▶ [Requirement]
Convert the listing below into a Markdown table with the columns Row and Line, giving each line its row number and leaving out blank lines.

## Begin Raw records

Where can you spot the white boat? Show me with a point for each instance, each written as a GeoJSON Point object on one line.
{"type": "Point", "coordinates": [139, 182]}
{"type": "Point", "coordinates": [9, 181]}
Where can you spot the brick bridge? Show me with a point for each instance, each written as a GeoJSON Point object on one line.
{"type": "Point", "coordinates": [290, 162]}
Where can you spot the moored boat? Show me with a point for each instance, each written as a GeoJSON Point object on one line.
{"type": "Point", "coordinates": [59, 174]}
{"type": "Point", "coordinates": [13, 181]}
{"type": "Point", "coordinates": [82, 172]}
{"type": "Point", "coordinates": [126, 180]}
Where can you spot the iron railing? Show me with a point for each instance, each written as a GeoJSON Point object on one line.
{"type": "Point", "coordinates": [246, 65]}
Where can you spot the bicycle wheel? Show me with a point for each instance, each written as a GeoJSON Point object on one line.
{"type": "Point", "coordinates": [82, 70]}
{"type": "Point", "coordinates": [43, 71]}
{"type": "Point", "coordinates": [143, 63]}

## End Raw records

▶ [Answer to this exercise]
| Row | Line |
|---|---|
| 1 | Where can you spot the white boat? Show me with a point for each instance, each written as a GeoJSON Point object on one line. |
| 2 | {"type": "Point", "coordinates": [139, 182]} |
| 3 | {"type": "Point", "coordinates": [9, 181]} |
| 4 | Where can you spot the brick bridge? Show me with a point for each instance, each written as a GeoJSON Point object on one line. |
| 5 | {"type": "Point", "coordinates": [290, 162]} |
| 6 | Where can you spot the moored boat? Show me with a point for each instance, each written as a GeoJSON Point object on one line. |
| 7 | {"type": "Point", "coordinates": [59, 174]} |
| 8 | {"type": "Point", "coordinates": [13, 181]} |
| 9 | {"type": "Point", "coordinates": [82, 172]} |
| 10 | {"type": "Point", "coordinates": [126, 180]} |
| 11 | Where can you spot the iron railing? Show me with a point for each instance, each written as a GeoJSON Point object on one line. |
| 12 | {"type": "Point", "coordinates": [246, 65]} |
| 13 | Where can you spot the bicycle wheel? Show me with a point for each instance, each written as a GeoJSON Point object on one line. |
| 14 | {"type": "Point", "coordinates": [82, 70]} |
| 15 | {"type": "Point", "coordinates": [43, 71]} |
| 16 | {"type": "Point", "coordinates": [143, 63]} |